Your tasks:
**a)** In the Wisconsin text, which city still had a socialist mayor as late as the '60s?
**b)** Please write out the passage of the Wisconsin text from "Maybe worse than" up to and including "throw it up).".

Text shown:
--------------------

Of course, prettiness and placidity can be deceptive, and there’s no better place than Wisconsin to appreciate irony. This is a state often touted as the most politically progressive in the whole Union—as late as the ‘60s, Milwaukee had a socialist mayor, the inheritor of a contrarian tradition brought over by the refugees from a troubled Europe who streamed into the American Midwest in the mid-1800s. The University of Wisconsin at Madison was a bastion of student protest in the 1960s, and remains a fountainhead of progressive thinking in America. But Wisconsin also gave rise in the 1950s to the vociferous Sen. Joseph McCarthy, whose name would become forever wedded with Communist witch-hunting. Even today, I have a creeping sense that the liberal arts college I’m teaching in is the only liberal outpost in a staunchly conservative environment that loves beer, bratwurst, and a good foreign war.

Maybe worse than politics, there’s bloody murder. Picturesque, wholesome Wisconsin also spawned two of history’s worst serial killers: Ed Gein and Jeffrey Dahmer. (Since you’re reading this on a nice Monday morning, I’m not going to spoil your week by giving you details of their gruesome deeds; try Google, but don’t eat too much steak or spaghetti before you do, because you’ll just throw it up).

But what am I doing talking about mass mayhem in a piece about small-town survival?

--------------------

Record extracts:
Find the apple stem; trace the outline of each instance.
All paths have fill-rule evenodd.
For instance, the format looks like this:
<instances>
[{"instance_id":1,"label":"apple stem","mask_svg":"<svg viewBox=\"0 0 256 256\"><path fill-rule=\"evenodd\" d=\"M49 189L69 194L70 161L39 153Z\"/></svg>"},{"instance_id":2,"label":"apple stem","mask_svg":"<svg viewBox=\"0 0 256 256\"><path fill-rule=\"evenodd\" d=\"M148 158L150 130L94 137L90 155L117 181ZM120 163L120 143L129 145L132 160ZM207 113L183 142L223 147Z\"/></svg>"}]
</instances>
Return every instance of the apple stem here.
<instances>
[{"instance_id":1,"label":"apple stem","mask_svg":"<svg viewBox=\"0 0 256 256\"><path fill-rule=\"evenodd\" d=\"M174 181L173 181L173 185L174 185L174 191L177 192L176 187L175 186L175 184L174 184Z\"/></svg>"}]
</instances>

--------------------

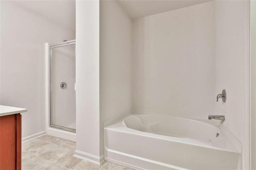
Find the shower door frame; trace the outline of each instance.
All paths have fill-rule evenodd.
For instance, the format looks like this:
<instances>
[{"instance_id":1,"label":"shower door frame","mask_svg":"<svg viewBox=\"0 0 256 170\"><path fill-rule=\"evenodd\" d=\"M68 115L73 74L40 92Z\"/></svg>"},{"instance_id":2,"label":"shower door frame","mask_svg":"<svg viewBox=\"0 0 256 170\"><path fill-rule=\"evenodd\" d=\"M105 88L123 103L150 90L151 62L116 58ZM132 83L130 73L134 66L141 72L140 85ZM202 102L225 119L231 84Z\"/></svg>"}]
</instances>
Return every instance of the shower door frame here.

--------------------

Responses to the tasks:
**a)** Milwaukee

**b)**
Maybe worse than politics, there’s bloody murder. Picturesque, wholesome Wisconsin also spawned two of history’s worst serial killers: Ed Gein and Jeffrey Dahmer. (Since you’re reading this on a nice Monday morning, I’m not going to spoil your week by giving you details of their gruesome deeds; try Google, but don’t eat too much steak or spaghetti before you do, because you’ll just throw it up).